# What you have to do
Set down the material exactly as given, please, from its first line through the line that includes "rough mask: <svg".

Start of Block

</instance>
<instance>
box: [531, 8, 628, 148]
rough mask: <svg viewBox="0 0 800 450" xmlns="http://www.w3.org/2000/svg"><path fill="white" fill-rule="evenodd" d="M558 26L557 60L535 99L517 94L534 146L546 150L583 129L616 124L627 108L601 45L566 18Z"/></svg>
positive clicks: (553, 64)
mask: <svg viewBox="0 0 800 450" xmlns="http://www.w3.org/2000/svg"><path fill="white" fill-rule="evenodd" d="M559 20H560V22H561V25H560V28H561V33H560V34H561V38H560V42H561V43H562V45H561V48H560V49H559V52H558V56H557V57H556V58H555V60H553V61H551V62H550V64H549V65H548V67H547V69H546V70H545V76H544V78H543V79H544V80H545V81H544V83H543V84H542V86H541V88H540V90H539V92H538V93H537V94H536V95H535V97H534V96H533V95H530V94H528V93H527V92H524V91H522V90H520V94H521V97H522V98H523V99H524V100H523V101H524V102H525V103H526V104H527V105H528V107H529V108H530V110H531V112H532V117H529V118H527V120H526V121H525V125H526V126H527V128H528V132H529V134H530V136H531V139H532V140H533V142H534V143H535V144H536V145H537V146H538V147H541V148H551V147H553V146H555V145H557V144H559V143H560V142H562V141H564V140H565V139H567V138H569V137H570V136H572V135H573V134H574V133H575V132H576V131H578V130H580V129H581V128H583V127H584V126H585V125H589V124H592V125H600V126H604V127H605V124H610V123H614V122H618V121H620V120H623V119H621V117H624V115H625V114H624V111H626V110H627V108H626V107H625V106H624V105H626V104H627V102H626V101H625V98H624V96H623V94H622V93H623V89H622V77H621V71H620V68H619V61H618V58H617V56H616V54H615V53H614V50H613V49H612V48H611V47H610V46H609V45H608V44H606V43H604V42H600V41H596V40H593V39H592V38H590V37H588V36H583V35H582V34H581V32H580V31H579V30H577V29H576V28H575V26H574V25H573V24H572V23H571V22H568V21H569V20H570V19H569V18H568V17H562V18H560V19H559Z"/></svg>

End of Block

# Answer
</instance>
<instance>
box: [531, 8, 628, 148]
rough mask: <svg viewBox="0 0 800 450" xmlns="http://www.w3.org/2000/svg"><path fill="white" fill-rule="evenodd" d="M558 26L557 60L535 99L517 94L534 146L546 150L583 129L616 124L627 108L601 45L566 18Z"/></svg>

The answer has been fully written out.